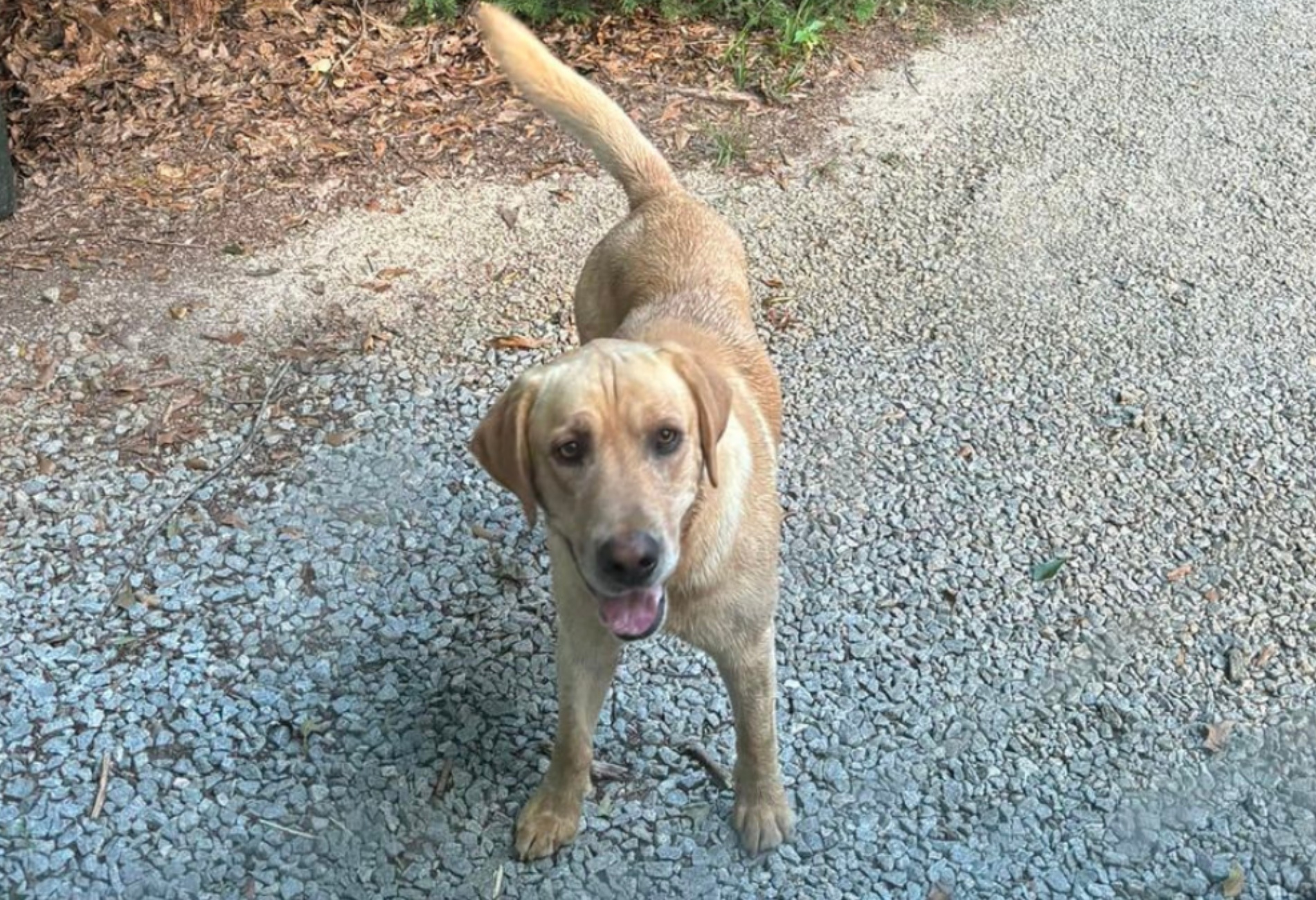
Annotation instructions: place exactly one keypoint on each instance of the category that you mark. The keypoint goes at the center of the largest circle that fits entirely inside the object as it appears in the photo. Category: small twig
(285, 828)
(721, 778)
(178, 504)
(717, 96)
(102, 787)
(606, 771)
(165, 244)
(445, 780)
...
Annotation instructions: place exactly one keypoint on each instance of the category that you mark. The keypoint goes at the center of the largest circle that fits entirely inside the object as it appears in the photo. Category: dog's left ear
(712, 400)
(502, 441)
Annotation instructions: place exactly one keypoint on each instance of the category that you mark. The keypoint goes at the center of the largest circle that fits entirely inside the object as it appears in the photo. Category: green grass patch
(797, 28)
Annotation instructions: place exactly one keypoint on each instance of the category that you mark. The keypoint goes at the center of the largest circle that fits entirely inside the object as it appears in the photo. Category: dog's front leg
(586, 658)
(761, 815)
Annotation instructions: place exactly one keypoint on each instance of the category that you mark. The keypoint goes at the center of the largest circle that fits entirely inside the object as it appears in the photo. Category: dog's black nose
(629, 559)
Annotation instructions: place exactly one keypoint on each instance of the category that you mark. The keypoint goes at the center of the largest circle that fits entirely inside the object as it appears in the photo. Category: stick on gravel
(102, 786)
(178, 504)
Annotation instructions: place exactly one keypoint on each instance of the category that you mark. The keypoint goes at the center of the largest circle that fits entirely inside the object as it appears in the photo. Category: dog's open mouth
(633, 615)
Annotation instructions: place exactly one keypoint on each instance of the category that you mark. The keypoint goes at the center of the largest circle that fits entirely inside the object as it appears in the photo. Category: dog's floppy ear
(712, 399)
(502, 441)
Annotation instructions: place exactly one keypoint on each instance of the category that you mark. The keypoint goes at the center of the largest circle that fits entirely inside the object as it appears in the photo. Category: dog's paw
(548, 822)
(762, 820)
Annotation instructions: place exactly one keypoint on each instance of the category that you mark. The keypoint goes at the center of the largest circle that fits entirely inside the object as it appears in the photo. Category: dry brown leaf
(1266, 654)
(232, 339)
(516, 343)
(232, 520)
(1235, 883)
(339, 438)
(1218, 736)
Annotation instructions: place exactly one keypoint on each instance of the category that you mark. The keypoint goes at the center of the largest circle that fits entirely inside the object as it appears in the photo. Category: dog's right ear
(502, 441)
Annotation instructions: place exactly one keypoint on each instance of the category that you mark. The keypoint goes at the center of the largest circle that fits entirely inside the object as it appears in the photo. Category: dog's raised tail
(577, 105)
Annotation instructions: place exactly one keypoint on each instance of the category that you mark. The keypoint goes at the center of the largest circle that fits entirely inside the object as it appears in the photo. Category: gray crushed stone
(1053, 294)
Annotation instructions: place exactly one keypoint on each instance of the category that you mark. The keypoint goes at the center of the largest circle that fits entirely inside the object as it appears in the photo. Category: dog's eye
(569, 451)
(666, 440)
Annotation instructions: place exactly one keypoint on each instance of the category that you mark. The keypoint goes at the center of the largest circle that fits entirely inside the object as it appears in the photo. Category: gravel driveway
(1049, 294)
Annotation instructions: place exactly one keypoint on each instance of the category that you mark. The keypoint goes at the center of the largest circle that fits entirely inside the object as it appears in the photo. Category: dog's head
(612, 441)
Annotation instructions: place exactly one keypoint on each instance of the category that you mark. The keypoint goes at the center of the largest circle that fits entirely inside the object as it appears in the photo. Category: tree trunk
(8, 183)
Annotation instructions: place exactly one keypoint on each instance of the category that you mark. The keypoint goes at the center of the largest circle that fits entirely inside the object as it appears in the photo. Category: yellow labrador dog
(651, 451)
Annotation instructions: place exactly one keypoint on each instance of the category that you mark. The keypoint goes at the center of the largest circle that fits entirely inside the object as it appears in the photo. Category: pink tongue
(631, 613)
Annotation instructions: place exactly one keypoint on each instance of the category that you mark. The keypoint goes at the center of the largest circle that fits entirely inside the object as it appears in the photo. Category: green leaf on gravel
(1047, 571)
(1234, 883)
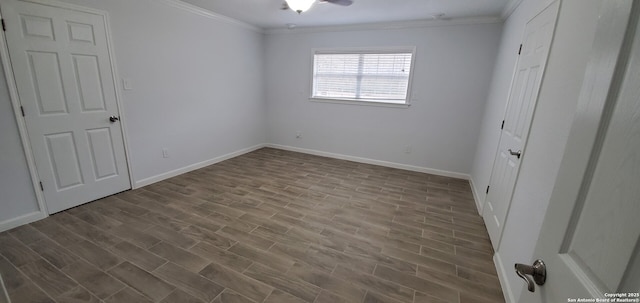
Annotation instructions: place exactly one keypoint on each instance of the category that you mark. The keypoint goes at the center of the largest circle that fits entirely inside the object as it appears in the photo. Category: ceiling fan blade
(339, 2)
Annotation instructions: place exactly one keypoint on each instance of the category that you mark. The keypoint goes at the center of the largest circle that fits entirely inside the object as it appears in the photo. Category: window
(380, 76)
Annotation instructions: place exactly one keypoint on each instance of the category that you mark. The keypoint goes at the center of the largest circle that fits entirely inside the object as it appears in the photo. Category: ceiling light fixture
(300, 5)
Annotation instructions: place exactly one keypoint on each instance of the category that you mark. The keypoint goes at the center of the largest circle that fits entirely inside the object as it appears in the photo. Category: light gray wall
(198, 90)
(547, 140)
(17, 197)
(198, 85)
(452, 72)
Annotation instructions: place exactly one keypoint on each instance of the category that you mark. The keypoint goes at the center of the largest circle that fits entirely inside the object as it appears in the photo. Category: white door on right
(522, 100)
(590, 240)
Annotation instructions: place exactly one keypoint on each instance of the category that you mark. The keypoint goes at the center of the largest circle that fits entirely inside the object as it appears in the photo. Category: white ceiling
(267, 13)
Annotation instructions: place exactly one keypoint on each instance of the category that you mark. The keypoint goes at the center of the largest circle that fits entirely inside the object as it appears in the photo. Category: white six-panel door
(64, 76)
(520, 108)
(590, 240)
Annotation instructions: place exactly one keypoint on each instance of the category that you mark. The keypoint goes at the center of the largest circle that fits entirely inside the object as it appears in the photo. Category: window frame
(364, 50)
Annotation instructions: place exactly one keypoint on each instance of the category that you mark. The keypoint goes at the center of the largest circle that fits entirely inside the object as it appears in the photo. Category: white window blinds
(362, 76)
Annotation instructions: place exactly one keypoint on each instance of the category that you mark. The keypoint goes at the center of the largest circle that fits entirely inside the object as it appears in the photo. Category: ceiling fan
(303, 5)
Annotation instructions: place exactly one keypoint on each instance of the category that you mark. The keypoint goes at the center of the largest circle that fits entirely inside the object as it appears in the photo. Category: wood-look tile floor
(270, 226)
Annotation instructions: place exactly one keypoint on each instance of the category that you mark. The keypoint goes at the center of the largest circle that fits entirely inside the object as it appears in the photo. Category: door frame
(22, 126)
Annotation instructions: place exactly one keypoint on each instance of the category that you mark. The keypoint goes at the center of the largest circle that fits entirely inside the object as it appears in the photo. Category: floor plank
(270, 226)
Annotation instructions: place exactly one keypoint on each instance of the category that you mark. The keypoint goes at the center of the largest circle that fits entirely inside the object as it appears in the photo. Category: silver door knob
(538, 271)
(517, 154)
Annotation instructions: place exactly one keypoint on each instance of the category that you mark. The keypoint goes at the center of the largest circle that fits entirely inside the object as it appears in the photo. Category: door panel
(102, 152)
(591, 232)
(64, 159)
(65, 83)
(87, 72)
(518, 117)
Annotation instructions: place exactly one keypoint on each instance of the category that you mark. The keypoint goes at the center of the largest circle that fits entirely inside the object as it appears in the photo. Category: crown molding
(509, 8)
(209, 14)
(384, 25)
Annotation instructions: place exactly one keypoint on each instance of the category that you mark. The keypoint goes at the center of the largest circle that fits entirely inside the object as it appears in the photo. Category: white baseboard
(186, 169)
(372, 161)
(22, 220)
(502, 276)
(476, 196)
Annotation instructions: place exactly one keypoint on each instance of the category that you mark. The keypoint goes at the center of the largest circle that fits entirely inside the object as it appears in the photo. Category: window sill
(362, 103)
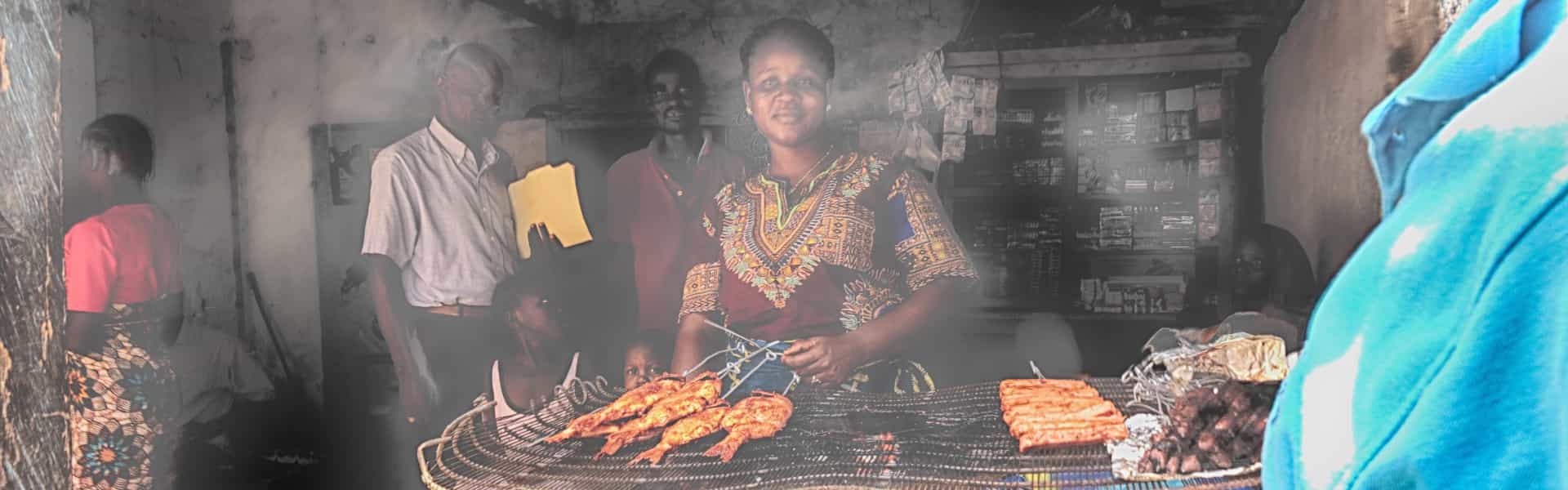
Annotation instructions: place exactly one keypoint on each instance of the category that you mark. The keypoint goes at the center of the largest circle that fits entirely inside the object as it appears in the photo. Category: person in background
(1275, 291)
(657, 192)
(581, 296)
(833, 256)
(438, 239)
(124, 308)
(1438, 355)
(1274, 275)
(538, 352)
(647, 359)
* * *
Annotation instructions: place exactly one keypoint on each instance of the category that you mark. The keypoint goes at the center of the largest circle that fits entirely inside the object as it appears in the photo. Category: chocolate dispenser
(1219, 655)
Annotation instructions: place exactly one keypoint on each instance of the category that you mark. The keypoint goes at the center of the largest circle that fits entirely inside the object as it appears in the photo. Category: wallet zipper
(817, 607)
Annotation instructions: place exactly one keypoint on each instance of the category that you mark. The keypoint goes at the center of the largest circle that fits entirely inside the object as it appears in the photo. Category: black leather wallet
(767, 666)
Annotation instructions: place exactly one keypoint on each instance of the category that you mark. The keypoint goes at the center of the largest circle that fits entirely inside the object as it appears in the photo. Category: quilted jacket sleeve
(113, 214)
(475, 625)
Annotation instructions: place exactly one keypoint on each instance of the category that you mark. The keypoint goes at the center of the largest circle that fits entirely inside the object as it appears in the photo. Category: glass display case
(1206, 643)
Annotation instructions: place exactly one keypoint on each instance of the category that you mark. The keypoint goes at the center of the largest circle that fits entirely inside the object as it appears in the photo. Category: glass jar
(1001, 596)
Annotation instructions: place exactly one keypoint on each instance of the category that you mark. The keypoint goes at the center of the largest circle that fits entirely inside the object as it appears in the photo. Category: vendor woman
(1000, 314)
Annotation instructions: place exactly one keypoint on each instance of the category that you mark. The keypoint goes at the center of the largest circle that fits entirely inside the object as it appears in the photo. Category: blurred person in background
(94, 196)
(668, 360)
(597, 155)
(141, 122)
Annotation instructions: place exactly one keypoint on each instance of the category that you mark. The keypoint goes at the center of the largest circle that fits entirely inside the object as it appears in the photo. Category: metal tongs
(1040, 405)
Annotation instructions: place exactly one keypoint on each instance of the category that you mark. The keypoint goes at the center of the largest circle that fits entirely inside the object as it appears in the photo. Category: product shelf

The task
Please show every line above that contains the word "green", copying each one in full.

Written response
Annotation instructions: place exactly one keypoint on each instance of the category that you mark. The keypoint goes at the center of the largest circle that fits entirely inside the object as it appears in the photo. Category: green grass patch
Annotation instructions: place exactly one keypoint on each instance of the category that you mark. The keypoint goes at the center of the largest circle that fits entirely inside the object as it appears in the photo. Category: green leaf on gravel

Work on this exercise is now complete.